# Given text
• • •
# BMW Live Internet on F10 with combox and ecall



## ap90500 (Oct 23, 2013)

kaxasia said:


> i send it


You have US spec F10 so you can not get it to work by just coding mainboard_alone and using fake vin. Actually one guy at this forum is currently comparing his us ncd-files to my ece ncd-files, let's hope that he will post his results at some point.

Meanwhile you can try shawnsheridans method for us-spec cars:

https://www.bimmerfest.com/forums/showpost.php?p=7091176&postcount=70

BTW, Have you done something for the car to get it so euro specs? If you have altered your vo to euro specs, the mainboard_alone-trick described on this topic could/should work.


----------



## g4movtpt (Jun 18, 2013)

double post sorry


----------



## g4movtpt (Jun 18, 2013)

May i have your help also with my VIN about BMW LIVE? 
It is a F10 with NBT after July 2013. 
I sent to you my VIN in PM
I added 6AL in the VO, and FDL coded some lines:

HU_NBT->3000 HMI->Funktionen->CONNECTED_DRIVE->aktiv (already aktiv)
HU_NBT->3000 HMI->Funktionen->ONLINE_BROWSER_LIVE->aktiv
HU_NBT->3003 > ONLINE_BROWSER = Beide aktiv (both aktiv)
HU_NBT->3003 > ONLINE_SERVICES = nicht_aktiv
HU_NBT->3003 > ONLINE_SERVICES_GLS = nicht_aktiv
HU_NBT->3003 > DUN_PROFILE->aktiv
HU_NBT->3003 > PAN_PROFILE->aktiv
HU_NBT->DATACOMM SIM>Aktiv
HU_NBT->BLUETOOTH_SAP_SUPPORT--> AKTIV

I only got in the display of IDRIVE "data transfer through mobile phone active", but not BMW LIVE option in the BMW CONNECTEDDRIVE menu.

Thanks a lot.


----------



## kaxasia (Jan 11, 2013)

g4movtpt said:


> May i have your help also with my VIN about BMW LIVE?
> It is a F10 with NBT after July 2014.
> I sent to you my VIN in PM
> I added 6AL in the VO, and FDL coded some lines:
> ...


thanks brother but my car have CIC (


----------



## kaxasia (Jan 11, 2013)

ap90500 said:


> You have US spec F10 so you can not get it to work by just coding mainboard_alone and using fake vin. Actually one guy at this forum is currently comparing his us ncd-files to my ece ncd-files, let's hope that he will post his results at some point.
> 
> Meanwhile you can try shawnsheridans method for us-spec cars:
> 
> ...


thanks ap90500, i will try but i have not hope...


----------



## kaxasia (Jan 11, 2013)
• • •
Rows from a pointing dataset
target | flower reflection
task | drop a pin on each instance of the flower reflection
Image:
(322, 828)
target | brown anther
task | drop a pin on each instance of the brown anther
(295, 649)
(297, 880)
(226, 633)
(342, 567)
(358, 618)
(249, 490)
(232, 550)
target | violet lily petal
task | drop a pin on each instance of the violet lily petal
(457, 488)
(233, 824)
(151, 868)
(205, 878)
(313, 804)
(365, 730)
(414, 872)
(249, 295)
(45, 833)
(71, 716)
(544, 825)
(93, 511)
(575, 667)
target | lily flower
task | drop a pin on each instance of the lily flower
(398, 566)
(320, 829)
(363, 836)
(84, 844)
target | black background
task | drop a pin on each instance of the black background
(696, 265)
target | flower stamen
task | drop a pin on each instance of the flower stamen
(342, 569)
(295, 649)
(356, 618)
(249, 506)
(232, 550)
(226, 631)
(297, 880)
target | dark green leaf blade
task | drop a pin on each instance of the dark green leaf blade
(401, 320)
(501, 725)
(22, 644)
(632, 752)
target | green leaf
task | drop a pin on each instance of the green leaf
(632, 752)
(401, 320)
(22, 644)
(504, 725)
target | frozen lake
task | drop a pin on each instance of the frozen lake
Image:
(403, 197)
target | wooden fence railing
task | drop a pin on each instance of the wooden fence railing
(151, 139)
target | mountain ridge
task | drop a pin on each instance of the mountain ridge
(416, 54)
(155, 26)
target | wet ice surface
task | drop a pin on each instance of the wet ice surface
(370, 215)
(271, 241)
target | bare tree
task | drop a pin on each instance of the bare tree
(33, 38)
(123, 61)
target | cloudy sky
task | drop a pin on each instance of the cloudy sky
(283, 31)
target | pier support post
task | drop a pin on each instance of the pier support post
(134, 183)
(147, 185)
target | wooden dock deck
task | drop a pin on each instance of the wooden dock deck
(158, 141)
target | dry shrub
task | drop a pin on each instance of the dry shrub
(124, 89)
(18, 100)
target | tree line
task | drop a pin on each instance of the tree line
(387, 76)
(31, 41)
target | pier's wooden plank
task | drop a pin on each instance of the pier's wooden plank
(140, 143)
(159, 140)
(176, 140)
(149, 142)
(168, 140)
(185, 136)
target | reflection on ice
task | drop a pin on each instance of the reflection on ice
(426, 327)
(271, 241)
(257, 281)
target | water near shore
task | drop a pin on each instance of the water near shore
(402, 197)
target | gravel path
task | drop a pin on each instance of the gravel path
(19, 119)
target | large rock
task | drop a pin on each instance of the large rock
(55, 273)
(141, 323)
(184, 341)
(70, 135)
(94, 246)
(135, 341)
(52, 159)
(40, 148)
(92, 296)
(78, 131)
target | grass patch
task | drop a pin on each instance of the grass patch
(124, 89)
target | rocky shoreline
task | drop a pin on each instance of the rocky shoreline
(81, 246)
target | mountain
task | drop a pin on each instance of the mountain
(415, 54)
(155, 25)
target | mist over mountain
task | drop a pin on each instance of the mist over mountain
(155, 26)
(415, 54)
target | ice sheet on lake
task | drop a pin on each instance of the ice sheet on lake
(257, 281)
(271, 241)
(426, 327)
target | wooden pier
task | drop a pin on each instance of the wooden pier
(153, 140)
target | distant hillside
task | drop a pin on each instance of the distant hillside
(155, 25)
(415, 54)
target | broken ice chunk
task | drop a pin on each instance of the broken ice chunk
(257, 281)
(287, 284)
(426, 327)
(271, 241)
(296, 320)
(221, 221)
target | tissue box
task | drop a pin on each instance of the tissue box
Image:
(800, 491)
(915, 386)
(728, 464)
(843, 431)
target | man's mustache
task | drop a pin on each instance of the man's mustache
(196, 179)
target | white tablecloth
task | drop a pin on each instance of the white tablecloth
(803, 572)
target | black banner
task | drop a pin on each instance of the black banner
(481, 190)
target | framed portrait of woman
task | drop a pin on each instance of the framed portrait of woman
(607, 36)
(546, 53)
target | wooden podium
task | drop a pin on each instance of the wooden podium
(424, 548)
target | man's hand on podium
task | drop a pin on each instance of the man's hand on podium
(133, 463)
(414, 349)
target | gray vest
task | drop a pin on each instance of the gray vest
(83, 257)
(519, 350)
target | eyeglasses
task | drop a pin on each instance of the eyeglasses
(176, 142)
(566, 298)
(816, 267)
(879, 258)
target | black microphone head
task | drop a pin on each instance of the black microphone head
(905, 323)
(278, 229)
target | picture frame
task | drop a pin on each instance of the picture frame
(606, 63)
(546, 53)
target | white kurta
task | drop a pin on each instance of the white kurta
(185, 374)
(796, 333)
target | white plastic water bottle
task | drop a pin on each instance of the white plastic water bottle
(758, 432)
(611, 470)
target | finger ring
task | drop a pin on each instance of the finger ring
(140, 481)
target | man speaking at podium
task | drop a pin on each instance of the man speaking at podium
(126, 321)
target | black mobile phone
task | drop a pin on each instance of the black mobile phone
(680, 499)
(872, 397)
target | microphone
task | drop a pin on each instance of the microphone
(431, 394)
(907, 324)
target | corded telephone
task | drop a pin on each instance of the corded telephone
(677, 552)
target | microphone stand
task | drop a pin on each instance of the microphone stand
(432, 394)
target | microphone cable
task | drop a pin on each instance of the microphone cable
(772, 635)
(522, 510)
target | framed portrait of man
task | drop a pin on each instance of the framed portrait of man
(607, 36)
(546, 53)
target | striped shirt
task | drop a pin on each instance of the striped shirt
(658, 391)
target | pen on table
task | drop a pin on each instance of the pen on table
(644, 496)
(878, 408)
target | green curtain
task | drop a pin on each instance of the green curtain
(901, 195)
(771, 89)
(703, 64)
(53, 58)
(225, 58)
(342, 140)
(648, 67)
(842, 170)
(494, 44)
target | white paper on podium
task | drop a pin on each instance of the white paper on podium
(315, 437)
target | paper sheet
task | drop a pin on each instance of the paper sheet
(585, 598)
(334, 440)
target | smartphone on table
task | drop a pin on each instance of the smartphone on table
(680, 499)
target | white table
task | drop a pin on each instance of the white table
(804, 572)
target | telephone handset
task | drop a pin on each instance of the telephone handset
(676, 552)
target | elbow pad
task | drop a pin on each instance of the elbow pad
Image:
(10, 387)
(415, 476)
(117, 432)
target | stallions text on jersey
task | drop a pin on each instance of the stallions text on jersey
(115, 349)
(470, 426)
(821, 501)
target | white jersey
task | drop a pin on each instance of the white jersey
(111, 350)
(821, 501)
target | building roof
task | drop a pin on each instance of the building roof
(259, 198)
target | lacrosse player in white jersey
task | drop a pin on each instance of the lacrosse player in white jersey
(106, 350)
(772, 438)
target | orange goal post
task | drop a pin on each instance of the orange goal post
• • •
# Written instruction A
Write out the part of the BMW Live forum thread from "HU_NBT->3000 HMI->Funktionen->ONLINE_BROWSER_LIVE->aktiv" up to and including "BMW CONNECTEDDRIVE menu.".
# Written instruction B
In the records, substitute "white uniform" for "white jersey" in the lines from the line with "target | stallions text on jersey" up to and including the last line of the records. Give back only those lines, with everything else unchanged.

# Correct result A
HU_NBT->3000 HMI->Funktionen->ONLINE_BROWSER_LIVE->aktiv
HU_NBT->3003 > ONLINE_BROWSER = Beide aktiv (both aktiv)
HU_NBT->3003 > ONLINE_SERVICES = nicht_aktiv
HU_NBT->3003 > ONLINE_SERVICES_GLS = nicht_aktiv
HU_NBT->3003 > DUN_PROFILE->aktiv
HU_NBT->3003 > PAN_PROFILE->aktiv
HU_NBT->DATACOMM SIM>Aktiv
HU_NBT->BLUETOOTH_SAP_SUPPORT--> AKTIV

I only got in the display of IDRIVE "data transfer through mobile phone active", but not BMW LIVE option in the BMW CONNECTEDDRIVE menu.

# Correct result B
target | stallions text on jersey
task | drop a pin on each instance of the stallions text on jersey
(115, 349)
(470, 426)
(821, 501)
target | white uniform
task | drop a pin on each instance of the white uniform
(111, 350)
(821, 501)
target | building roof
task | drop a pin on each instance of the building roof
(259, 198)
target | lacrosse player in white uniform
task | drop a pin on each instance of the lacrosse player in white uniform
(106, 350)
(772, 438)
target | orange goal post
task | drop a pin on each instance of the orange goal post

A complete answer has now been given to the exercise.